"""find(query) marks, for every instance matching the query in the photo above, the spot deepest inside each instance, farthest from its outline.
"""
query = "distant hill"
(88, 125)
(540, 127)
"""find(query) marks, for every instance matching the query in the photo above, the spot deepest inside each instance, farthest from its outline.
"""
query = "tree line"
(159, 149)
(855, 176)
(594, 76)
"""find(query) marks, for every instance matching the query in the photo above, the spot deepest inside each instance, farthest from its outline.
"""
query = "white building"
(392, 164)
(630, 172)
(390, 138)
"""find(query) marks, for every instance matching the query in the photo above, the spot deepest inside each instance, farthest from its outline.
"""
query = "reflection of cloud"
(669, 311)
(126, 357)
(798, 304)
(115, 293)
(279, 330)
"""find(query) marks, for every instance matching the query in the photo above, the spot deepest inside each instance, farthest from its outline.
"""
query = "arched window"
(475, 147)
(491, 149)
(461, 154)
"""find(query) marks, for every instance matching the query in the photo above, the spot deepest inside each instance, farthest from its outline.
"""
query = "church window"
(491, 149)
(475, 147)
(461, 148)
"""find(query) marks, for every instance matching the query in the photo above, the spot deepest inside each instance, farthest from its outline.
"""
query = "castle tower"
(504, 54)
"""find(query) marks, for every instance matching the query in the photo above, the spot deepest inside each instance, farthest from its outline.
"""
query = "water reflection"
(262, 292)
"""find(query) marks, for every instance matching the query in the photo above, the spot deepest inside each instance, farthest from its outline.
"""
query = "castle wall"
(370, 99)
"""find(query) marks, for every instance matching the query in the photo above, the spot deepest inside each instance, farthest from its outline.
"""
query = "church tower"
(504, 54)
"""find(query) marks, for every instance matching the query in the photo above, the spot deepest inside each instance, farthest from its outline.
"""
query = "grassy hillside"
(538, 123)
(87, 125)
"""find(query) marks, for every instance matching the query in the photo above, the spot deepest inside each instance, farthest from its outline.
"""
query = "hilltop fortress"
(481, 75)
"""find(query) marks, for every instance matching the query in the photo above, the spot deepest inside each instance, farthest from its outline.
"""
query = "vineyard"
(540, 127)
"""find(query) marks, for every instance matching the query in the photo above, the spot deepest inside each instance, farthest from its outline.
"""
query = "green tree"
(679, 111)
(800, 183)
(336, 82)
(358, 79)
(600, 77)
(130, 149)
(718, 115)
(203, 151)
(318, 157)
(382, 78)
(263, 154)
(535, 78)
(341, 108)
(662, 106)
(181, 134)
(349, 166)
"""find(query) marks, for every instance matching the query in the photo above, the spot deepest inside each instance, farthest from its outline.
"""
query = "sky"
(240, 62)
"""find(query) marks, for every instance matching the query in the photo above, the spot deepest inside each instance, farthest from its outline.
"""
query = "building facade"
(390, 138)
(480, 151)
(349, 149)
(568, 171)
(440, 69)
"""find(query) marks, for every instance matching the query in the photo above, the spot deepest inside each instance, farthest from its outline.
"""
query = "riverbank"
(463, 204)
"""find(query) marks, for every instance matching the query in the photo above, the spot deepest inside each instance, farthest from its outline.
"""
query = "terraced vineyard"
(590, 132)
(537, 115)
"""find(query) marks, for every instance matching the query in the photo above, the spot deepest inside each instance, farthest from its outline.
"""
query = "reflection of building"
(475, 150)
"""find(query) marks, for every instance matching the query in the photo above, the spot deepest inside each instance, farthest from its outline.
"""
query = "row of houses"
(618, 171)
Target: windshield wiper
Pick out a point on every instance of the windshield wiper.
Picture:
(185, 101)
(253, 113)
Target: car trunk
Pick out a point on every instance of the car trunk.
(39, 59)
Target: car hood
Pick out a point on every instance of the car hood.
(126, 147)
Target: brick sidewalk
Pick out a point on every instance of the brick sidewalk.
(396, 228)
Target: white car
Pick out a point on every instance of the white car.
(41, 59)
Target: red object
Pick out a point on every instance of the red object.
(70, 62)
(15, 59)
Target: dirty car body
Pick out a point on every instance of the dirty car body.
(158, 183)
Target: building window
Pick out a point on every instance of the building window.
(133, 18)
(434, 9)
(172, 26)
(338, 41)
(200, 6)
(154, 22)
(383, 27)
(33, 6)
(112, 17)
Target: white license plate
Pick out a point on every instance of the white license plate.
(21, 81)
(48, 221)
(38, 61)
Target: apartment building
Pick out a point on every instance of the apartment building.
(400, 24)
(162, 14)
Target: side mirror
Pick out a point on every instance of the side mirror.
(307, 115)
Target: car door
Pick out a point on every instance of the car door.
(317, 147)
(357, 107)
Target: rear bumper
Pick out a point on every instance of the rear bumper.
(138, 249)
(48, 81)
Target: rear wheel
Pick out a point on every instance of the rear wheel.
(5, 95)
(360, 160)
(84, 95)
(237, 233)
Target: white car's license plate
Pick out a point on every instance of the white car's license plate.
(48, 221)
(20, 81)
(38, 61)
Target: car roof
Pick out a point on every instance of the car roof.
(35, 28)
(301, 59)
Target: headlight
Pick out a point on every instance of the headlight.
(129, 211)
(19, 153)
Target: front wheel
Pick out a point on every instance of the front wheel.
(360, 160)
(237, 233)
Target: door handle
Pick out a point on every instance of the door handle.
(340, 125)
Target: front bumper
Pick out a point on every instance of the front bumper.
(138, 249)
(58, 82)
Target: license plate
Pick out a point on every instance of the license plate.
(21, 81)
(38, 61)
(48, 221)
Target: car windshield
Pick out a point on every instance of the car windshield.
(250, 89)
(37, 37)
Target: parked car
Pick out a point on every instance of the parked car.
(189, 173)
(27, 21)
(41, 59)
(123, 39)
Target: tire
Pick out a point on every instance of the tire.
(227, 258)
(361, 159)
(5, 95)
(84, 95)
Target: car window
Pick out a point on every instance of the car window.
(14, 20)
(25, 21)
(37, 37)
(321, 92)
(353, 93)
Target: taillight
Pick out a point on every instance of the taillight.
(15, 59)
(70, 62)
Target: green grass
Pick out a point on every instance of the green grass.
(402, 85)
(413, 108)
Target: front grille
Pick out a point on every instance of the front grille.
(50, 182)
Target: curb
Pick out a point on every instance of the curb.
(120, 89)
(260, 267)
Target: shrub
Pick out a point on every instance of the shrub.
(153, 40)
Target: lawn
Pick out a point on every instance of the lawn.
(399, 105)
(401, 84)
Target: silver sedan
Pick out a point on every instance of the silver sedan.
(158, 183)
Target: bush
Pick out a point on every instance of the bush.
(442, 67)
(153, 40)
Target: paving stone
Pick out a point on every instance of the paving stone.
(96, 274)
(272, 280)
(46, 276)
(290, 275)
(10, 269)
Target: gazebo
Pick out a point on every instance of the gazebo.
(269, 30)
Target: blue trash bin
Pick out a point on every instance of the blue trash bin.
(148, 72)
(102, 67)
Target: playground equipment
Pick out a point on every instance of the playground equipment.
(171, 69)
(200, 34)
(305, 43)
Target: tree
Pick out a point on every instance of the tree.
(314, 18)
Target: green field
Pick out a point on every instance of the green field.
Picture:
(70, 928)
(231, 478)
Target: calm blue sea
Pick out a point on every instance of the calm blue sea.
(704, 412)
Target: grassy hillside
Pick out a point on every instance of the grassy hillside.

○ ○ ○ ○ ○ ○ ○

» **TASK**
Say how many lines in the listing include the word "wiper", giving nothing but the number.

» **REPLY**
2